**What is being asked:**
Reproduce each line of the data below word for word.

Records from a collection of data
[start]

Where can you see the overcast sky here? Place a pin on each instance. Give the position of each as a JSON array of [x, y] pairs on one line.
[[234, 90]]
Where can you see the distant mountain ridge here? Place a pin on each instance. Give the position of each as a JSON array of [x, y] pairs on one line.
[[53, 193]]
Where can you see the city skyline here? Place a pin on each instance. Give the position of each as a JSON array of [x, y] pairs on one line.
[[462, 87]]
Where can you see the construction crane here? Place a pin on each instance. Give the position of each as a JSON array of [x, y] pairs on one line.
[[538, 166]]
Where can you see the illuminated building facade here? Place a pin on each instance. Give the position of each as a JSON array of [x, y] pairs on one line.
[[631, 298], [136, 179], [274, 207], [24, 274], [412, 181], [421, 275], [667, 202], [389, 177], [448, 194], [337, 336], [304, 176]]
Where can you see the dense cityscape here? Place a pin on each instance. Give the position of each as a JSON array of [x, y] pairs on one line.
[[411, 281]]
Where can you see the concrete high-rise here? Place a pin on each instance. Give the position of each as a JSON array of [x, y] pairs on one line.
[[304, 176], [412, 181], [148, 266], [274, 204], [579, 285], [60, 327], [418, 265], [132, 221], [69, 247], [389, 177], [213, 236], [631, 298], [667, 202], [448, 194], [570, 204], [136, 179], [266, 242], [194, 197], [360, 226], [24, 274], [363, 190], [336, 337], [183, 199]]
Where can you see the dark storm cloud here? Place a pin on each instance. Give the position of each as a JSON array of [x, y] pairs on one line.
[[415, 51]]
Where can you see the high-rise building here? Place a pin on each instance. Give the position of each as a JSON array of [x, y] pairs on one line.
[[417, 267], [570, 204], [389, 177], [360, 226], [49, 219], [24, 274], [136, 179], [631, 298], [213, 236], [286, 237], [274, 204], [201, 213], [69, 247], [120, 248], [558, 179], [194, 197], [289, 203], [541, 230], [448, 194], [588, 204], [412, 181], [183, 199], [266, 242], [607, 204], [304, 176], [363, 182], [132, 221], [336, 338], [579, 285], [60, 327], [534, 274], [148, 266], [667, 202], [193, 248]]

[end]

**Solution to the exercise:**
Where can you see the overcast sky here? Place a pin on each instance. Give the position of each as a JSON array of [x, y] pairs on one line.
[[234, 90]]
Where can you see the distant mountain ridge here? Place a pin on each instance. Give the position of each as a JSON array of [x, y] pairs on one line.
[[53, 193]]
Where can you see the city skyline here? Place a pin on each instance. Give the position of each as a JSON array of [x, y] pairs on one line.
[[462, 87]]
Where can you see the construction crane here? Place a pin on each instance. Give the position of each as a JSON array of [x, y] pairs on one line.
[[538, 166]]
Where can you see the illuminated building facade here? Place a pin on each instance. Give the position of each as a JSON array of [x, y] pairs on one line.
[[631, 298], [136, 179], [274, 207], [24, 274], [412, 181], [421, 275], [667, 202], [389, 177], [448, 194], [337, 336], [304, 176]]
Where can you see the dense cityscape here? Place a pin on each instance. Give the position of each as a JSON array of [x, y] pairs on one line.
[[411, 281]]
Where can you see the concrete high-rise here? Place a pin on each instance. Give the position of each as a JSON array of [x, y] pairs on one line.
[[304, 176], [412, 181], [148, 266], [274, 204], [579, 285], [60, 327], [418, 265], [132, 221], [69, 247], [389, 177], [213, 236], [631, 298], [667, 202], [448, 194], [570, 204], [136, 179], [266, 242], [194, 197], [360, 226], [24, 274], [363, 190], [336, 337], [183, 199]]
Where can you see the dark storm cloud here? Place a pin on each instance. Give the position of each as a JSON array of [x, y] pairs on one line.
[[415, 51]]
Where can you see the high-rise building here? Place a pin on each instance. Give the position of each as a JSON array of [x, y] pairs on one line.
[[417, 267], [570, 204], [389, 177], [360, 226], [49, 219], [24, 274], [136, 179], [631, 298], [213, 236], [286, 237], [274, 204], [201, 213], [69, 247], [120, 248], [558, 179], [194, 197], [289, 203], [541, 230], [448, 194], [588, 204], [412, 181], [183, 199], [266, 242], [607, 204], [304, 176], [363, 182], [132, 221], [336, 338], [579, 285], [60, 327], [534, 274], [148, 266], [667, 202], [193, 248]]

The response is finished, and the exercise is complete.